- _Task goal_
Your task is to quote the listing below exactly, beginning with its first line and ending on the line bearing "For the audit set, annotate each instance of the tree".

** Data supplied follows **

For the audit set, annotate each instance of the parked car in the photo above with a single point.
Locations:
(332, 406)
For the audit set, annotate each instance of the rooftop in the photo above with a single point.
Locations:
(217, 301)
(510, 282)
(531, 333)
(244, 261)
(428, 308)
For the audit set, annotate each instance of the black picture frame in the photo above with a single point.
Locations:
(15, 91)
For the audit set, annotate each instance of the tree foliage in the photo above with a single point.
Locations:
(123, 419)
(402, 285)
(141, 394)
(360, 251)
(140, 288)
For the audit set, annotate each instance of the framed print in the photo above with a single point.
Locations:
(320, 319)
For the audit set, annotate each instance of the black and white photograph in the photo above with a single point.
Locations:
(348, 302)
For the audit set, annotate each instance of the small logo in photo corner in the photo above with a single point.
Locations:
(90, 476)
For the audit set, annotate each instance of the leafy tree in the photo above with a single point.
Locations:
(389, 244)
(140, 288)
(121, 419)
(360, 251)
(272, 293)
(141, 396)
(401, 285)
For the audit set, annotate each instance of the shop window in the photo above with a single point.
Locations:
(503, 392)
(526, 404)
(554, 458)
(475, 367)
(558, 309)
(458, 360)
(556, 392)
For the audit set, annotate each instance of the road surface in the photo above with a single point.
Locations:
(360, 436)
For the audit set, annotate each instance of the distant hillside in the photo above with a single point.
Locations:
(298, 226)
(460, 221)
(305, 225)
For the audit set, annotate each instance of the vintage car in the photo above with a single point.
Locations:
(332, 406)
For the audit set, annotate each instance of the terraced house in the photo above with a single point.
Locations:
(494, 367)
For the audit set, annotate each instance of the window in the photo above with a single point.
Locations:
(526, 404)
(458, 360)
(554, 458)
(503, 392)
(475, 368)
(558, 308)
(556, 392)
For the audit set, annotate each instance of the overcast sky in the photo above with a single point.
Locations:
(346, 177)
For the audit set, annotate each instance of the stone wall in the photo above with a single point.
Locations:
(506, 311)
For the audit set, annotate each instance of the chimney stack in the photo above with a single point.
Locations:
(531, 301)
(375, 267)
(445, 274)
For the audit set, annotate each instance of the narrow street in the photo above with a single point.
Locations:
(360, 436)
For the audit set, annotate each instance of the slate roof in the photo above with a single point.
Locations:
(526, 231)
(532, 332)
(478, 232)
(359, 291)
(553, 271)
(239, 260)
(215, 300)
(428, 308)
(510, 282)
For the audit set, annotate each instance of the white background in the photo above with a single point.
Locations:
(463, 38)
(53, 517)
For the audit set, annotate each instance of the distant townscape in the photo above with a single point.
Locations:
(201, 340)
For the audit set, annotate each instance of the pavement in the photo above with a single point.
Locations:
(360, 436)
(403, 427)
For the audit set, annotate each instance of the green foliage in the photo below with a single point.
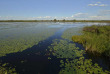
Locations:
(70, 32)
(20, 39)
(95, 39)
(63, 49)
(5, 70)
(75, 62)
(81, 66)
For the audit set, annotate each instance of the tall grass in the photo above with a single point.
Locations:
(95, 39)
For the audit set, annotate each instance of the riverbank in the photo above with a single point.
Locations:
(55, 20)
(95, 39)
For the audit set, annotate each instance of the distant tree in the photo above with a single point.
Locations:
(63, 20)
(55, 20)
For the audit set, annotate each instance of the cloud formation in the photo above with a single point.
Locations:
(98, 4)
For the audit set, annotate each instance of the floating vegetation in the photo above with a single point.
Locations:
(70, 32)
(6, 70)
(96, 39)
(20, 37)
(73, 61)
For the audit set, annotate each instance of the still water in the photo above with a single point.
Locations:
(44, 48)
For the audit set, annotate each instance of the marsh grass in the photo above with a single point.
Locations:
(72, 59)
(95, 39)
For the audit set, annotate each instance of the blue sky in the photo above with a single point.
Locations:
(51, 9)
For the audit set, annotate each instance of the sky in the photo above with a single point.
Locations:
(54, 9)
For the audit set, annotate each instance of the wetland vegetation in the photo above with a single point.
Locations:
(95, 39)
(46, 47)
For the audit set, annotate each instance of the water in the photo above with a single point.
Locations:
(25, 45)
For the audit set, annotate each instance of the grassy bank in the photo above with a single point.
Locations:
(55, 20)
(95, 39)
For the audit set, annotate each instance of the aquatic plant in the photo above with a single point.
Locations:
(72, 59)
(20, 37)
(67, 34)
(6, 70)
(95, 39)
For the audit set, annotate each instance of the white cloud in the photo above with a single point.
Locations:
(98, 4)
(78, 15)
(103, 5)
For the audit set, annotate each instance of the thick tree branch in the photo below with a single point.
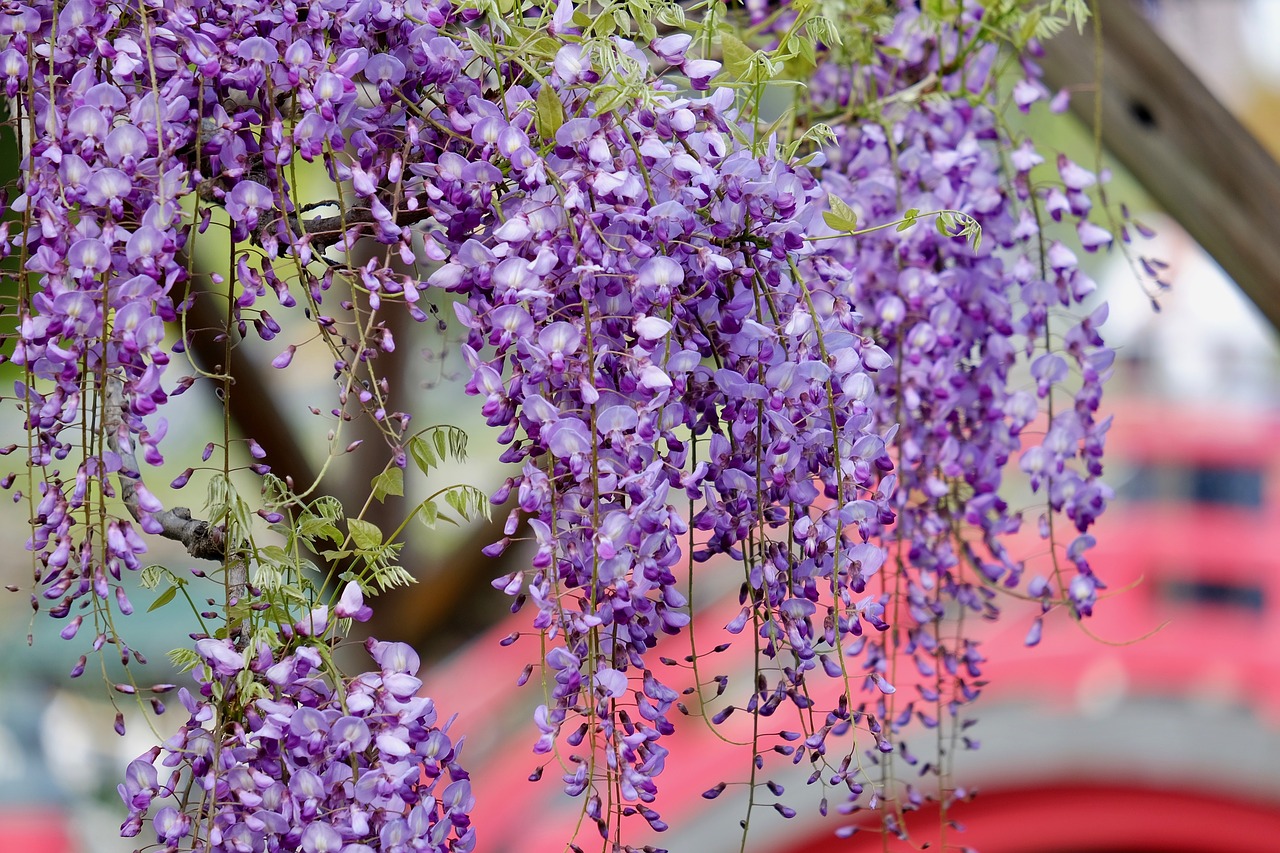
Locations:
(202, 539)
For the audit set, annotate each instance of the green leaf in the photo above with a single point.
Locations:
(423, 455)
(389, 482)
(841, 217)
(184, 658)
(163, 598)
(549, 117)
(365, 534)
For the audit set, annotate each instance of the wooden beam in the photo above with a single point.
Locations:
(1191, 154)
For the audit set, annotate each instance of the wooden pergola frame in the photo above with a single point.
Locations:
(1178, 140)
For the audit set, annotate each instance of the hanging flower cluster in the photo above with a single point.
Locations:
(649, 281)
(690, 347)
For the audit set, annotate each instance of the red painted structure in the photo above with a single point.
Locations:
(1169, 744)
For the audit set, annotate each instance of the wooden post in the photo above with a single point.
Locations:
(1191, 154)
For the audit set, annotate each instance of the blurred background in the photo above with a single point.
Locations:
(1159, 731)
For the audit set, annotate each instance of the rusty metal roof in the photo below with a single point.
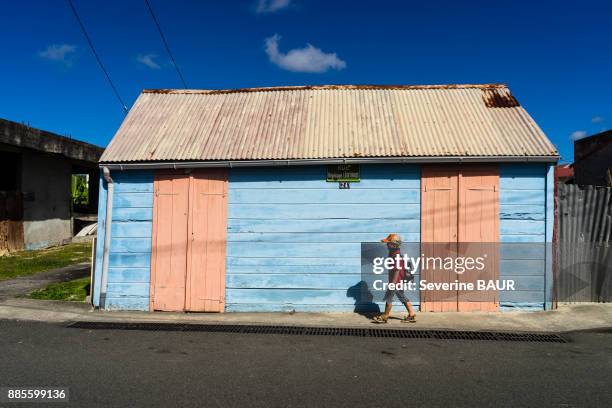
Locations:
(320, 122)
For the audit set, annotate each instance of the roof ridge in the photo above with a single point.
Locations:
(323, 87)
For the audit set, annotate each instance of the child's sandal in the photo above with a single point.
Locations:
(380, 319)
(409, 319)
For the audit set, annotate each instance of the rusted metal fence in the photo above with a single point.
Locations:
(584, 253)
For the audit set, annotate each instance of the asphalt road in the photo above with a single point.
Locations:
(167, 369)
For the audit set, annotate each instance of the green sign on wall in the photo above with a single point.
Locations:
(343, 172)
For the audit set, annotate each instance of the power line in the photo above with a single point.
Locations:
(76, 15)
(165, 43)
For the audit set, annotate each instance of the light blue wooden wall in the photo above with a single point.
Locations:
(130, 248)
(523, 232)
(294, 240)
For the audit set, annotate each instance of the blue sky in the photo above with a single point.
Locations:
(556, 56)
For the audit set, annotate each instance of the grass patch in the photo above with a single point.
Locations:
(75, 290)
(29, 262)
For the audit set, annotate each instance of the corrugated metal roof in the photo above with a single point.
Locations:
(318, 122)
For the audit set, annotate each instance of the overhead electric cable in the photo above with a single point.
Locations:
(76, 15)
(161, 34)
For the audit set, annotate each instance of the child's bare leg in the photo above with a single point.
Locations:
(410, 309)
(387, 310)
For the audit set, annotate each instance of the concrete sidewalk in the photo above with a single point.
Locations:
(567, 318)
(29, 283)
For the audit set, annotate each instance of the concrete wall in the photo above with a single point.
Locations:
(45, 183)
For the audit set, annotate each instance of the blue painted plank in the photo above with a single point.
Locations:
(324, 211)
(522, 251)
(292, 281)
(134, 229)
(99, 242)
(509, 238)
(322, 196)
(513, 267)
(134, 186)
(243, 261)
(521, 197)
(298, 296)
(133, 200)
(138, 289)
(288, 307)
(521, 212)
(527, 283)
(128, 303)
(296, 237)
(304, 177)
(536, 296)
(119, 274)
(132, 214)
(522, 177)
(129, 260)
(315, 226)
(294, 269)
(550, 218)
(304, 250)
(522, 227)
(121, 176)
(138, 245)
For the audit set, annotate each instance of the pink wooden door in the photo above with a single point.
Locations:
(207, 248)
(479, 232)
(169, 253)
(438, 232)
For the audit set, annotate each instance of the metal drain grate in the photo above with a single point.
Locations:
(325, 331)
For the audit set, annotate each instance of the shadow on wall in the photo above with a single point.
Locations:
(363, 298)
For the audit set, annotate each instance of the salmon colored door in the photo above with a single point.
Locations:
(189, 241)
(479, 233)
(438, 233)
(460, 207)
(169, 254)
(207, 249)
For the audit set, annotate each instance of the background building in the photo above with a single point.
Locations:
(593, 160)
(259, 199)
(36, 208)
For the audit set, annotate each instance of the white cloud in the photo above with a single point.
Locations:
(62, 53)
(148, 60)
(271, 6)
(577, 135)
(307, 59)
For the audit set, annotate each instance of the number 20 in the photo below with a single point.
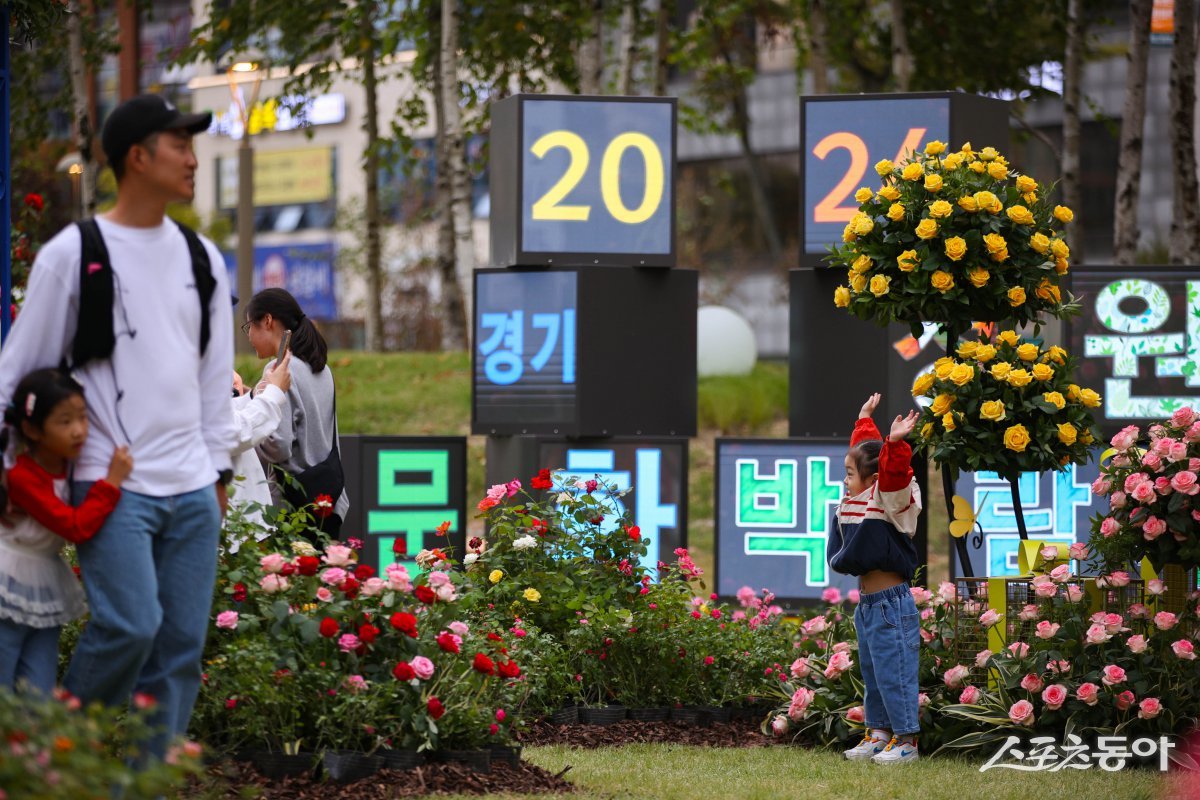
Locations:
(550, 205)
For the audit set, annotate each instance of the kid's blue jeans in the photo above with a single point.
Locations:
(888, 650)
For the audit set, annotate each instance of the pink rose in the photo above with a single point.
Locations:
(1021, 713)
(1089, 693)
(1054, 696)
(1113, 675)
(1150, 708)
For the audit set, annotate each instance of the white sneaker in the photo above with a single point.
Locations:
(867, 749)
(897, 752)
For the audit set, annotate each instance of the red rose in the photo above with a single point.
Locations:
(436, 708)
(483, 663)
(405, 624)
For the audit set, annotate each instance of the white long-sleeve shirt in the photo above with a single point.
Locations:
(155, 394)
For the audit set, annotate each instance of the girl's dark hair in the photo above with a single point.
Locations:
(865, 456)
(307, 343)
(47, 388)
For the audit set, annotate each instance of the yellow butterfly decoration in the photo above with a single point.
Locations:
(964, 517)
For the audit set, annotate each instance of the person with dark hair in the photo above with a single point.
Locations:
(39, 593)
(305, 444)
(873, 540)
(137, 307)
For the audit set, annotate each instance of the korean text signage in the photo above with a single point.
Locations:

** End of Data supplied **

- _Solved problem_
For the audit set, annotate each instance of the parked car in the photo above with a single point.
Locations:
(332, 406)
For the audit set, annotate each instance of the rooftop in the photo above with a single point.
Locations:
(217, 301)
(510, 282)
(531, 333)
(244, 261)
(428, 308)
For the audit set, annotate each instance of the black picture frame in the photo above with a single point.
Locations:
(15, 91)
For the audit set, annotate each instance of the tree foliage in the photo above with a single point.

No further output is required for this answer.